_Instructions to follow_
Write out every line of the material below character for character, but leave the pictures out.

Records
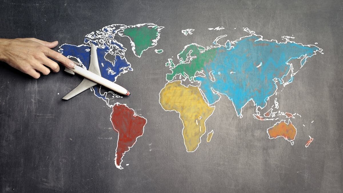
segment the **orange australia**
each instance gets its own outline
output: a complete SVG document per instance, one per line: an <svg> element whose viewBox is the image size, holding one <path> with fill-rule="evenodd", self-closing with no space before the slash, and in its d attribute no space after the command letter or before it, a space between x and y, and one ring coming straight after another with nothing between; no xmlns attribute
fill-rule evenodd
<svg viewBox="0 0 343 193"><path fill-rule="evenodd" d="M282 137L291 142L291 144L293 145L297 134L297 129L289 119L288 123L286 123L285 120L283 120L268 128L267 129L267 133L269 136L269 139L276 139Z"/></svg>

_Correct response_
segment the **orange australia**
each instance gets its own outline
output: a complete SVG document per instance, one per line: an <svg> element whose viewBox is the image size, holding one <path> with fill-rule="evenodd", self-closing with no space before the slash, and in its d attribute no space after the command letter or before it, a space between x and y, and one ring coming straight after another with nothing between; no xmlns attribute
fill-rule evenodd
<svg viewBox="0 0 343 193"><path fill-rule="evenodd" d="M282 137L291 142L291 144L293 145L297 134L297 129L289 119L288 123L286 123L285 120L283 120L268 128L267 129L267 133L269 136L269 139L276 139Z"/></svg>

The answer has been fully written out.